#### Stated exercise
Gather every line of the records below that contains the word "hair", and copy each one. Treat case as significant.

#### Dataset records
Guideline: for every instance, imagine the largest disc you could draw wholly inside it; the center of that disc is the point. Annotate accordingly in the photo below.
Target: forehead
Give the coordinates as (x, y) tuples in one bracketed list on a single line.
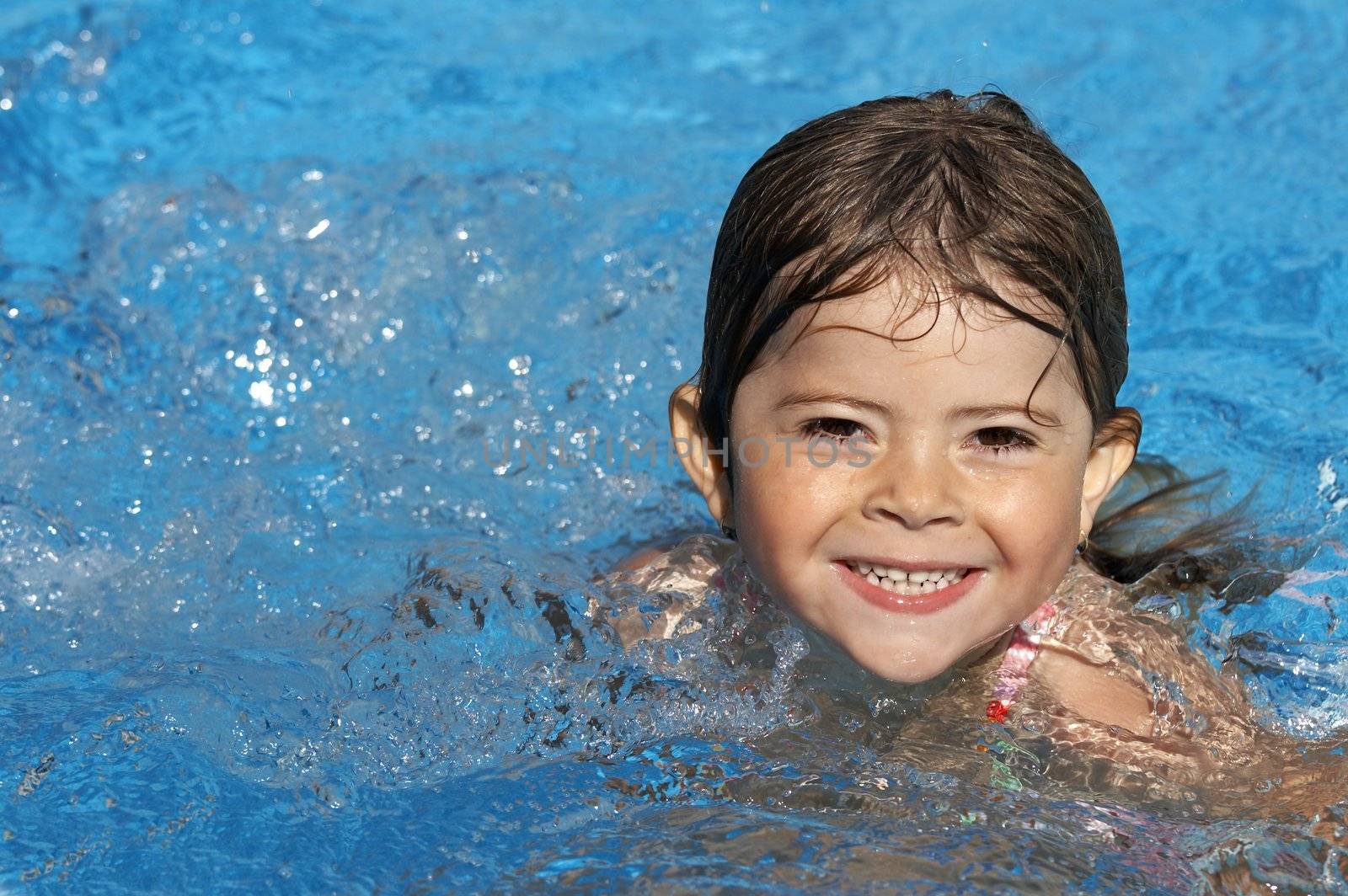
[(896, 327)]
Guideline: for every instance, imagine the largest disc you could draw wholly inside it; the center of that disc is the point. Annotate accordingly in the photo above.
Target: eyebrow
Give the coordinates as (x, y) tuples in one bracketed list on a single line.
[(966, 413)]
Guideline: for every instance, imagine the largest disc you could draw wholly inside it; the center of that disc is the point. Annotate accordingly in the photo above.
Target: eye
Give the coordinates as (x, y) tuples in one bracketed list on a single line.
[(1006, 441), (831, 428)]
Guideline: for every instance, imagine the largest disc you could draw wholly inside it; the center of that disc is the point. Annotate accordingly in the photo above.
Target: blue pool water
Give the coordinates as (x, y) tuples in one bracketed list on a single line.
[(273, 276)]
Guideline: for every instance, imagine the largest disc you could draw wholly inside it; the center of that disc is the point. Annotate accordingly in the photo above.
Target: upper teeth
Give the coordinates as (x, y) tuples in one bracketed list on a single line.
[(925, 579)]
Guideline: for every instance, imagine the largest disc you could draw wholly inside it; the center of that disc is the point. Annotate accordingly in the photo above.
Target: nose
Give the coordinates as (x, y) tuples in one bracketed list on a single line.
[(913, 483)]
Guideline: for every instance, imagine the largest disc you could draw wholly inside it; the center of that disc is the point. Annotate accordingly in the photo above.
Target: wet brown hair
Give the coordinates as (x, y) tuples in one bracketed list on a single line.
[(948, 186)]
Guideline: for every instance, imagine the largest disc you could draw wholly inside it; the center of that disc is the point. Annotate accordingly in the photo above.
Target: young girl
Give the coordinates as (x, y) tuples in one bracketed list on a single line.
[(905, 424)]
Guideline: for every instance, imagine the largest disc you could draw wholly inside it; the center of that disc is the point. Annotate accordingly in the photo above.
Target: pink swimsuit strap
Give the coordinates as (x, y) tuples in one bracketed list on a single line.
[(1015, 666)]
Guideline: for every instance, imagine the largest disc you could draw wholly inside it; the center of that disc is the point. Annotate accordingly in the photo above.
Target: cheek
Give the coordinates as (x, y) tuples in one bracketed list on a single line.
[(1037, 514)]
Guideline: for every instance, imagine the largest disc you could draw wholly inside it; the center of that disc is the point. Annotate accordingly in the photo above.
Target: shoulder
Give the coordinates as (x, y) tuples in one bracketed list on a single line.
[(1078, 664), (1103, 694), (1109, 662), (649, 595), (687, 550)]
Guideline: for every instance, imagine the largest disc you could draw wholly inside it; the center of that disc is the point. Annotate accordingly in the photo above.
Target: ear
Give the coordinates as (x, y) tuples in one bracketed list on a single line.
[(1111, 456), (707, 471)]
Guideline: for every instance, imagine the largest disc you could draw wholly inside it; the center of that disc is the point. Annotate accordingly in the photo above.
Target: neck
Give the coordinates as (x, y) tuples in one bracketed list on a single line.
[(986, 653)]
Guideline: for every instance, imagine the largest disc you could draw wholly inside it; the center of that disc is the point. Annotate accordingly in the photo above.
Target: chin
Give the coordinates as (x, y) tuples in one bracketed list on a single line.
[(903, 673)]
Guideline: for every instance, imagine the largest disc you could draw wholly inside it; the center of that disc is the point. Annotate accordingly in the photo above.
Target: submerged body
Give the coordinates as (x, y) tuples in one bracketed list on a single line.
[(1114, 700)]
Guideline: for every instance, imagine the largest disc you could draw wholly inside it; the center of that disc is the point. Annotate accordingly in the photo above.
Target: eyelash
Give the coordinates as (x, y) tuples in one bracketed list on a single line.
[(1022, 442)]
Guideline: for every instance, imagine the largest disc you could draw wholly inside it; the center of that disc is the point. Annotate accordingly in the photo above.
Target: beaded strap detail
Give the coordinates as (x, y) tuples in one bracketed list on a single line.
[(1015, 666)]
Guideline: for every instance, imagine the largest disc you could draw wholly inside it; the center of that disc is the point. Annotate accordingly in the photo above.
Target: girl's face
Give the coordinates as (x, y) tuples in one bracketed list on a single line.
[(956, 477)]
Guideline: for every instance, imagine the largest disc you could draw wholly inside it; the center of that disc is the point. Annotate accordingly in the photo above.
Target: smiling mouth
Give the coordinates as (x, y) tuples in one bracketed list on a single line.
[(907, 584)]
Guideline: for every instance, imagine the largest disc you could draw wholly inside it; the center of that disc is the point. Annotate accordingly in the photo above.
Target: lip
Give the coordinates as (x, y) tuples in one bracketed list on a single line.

---

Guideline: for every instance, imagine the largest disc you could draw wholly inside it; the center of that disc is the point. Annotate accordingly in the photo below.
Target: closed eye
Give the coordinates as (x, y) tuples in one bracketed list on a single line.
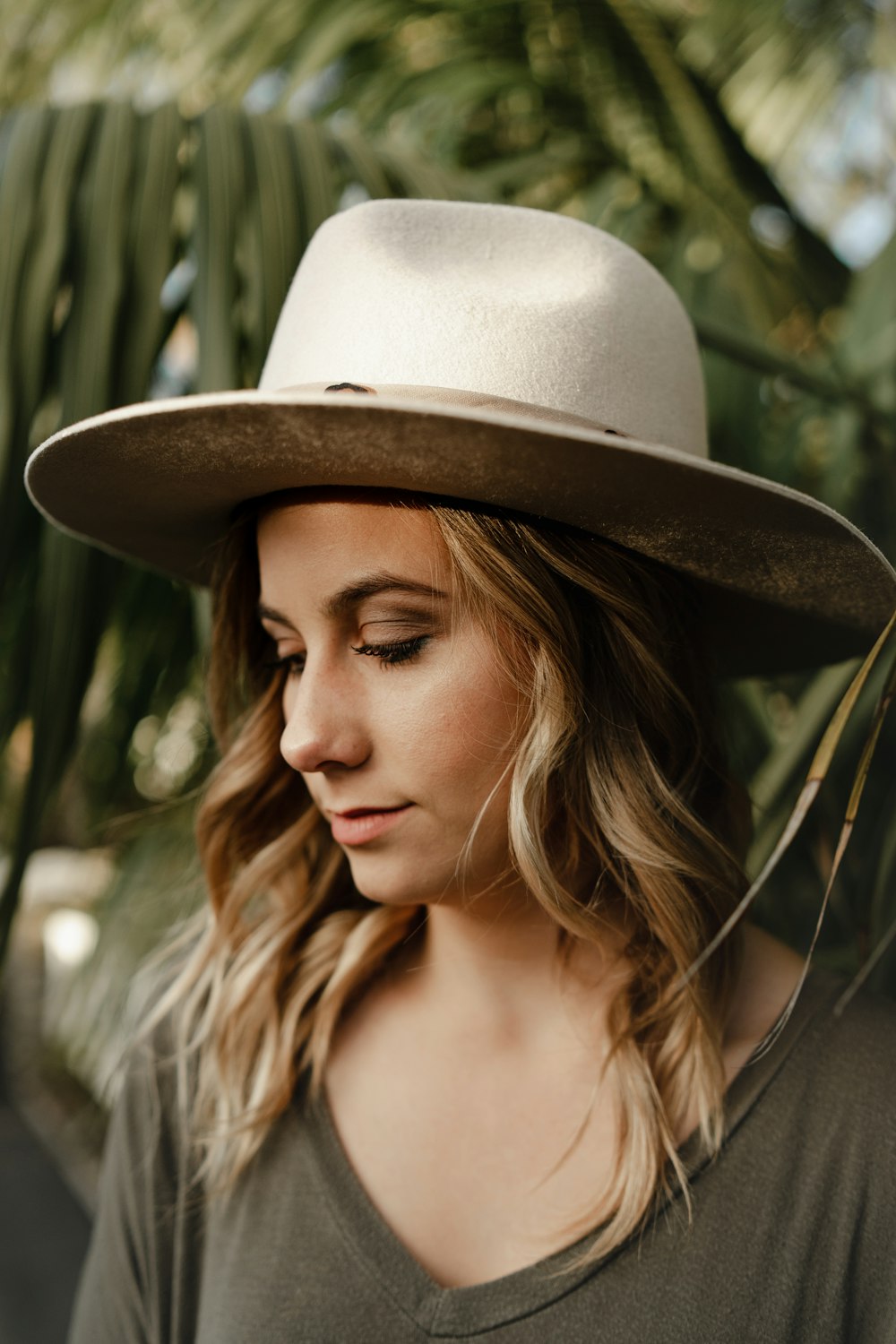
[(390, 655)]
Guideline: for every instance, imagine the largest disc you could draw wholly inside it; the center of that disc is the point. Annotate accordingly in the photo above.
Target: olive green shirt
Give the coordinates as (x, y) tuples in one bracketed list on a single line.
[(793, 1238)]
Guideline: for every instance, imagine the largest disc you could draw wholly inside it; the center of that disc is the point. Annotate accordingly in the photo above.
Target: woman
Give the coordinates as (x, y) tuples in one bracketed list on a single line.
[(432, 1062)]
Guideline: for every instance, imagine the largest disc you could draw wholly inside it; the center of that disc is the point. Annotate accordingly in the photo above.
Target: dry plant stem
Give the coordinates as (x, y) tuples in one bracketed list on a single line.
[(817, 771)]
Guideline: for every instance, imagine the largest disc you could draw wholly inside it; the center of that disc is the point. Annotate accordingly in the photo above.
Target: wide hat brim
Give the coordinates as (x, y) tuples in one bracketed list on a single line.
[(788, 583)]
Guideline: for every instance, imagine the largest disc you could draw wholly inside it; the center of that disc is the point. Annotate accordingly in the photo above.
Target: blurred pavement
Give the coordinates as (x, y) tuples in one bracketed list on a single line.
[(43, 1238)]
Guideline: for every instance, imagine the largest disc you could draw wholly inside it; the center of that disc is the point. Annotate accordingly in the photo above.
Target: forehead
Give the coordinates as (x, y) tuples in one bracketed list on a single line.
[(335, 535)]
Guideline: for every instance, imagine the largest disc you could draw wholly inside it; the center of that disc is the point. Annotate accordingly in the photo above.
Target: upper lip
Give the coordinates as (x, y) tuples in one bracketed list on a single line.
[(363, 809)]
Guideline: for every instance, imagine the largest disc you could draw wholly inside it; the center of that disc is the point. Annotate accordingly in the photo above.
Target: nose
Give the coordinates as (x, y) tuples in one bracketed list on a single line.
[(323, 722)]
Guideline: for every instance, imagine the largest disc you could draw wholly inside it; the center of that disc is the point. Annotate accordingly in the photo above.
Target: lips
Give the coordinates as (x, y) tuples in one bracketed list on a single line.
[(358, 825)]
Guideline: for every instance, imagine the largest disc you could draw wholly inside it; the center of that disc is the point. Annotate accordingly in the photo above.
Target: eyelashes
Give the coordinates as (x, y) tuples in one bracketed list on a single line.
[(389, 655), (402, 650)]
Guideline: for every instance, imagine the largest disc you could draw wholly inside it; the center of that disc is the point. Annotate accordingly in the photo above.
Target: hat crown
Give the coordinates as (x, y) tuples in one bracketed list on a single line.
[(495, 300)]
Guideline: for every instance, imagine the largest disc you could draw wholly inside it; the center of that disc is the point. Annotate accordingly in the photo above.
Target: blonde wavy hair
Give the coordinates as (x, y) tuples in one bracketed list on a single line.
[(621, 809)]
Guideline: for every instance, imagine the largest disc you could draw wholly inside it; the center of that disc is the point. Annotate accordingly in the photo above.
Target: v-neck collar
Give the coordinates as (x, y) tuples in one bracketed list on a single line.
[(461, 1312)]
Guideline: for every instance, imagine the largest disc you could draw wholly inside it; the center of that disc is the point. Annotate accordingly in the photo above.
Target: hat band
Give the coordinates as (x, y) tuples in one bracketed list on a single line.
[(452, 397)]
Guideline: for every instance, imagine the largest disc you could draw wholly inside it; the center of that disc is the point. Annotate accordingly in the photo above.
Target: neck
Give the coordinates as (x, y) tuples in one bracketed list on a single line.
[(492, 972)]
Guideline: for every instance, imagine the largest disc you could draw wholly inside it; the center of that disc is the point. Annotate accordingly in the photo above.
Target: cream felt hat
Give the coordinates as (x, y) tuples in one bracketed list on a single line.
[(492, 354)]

#### Result of the task
Target: wet brown hair
Target: blonde wavy hair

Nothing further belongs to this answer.